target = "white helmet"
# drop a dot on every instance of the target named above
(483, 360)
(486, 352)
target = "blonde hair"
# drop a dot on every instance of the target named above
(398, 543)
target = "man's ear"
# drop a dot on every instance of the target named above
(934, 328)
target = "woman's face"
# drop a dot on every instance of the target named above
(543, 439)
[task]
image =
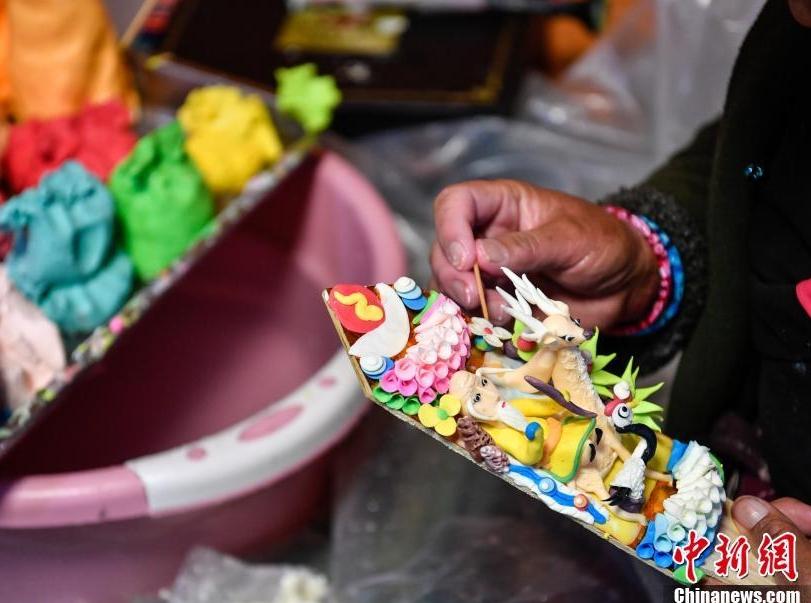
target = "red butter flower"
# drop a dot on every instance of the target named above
(98, 138)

Goal of the exercise: Only text belongs in the copy: repeat each line of the data exactly and leave out the pictures.

Exercise result:
target = "white helmet"
# drop a dot on every instance of the target named above
(483, 360)
(486, 352)
target = "blonde hair"
# drop a dot on every instance of the target named above
(398, 543)
target = "man's ear"
# drop a dot on every instance of the target named above
(934, 328)
target = "woman's face"
# drop a dot on every instance of the target named above
(543, 439)
[task]
image =
target = "red butter flower"
# drop a dot on every instance of the target named above
(98, 138)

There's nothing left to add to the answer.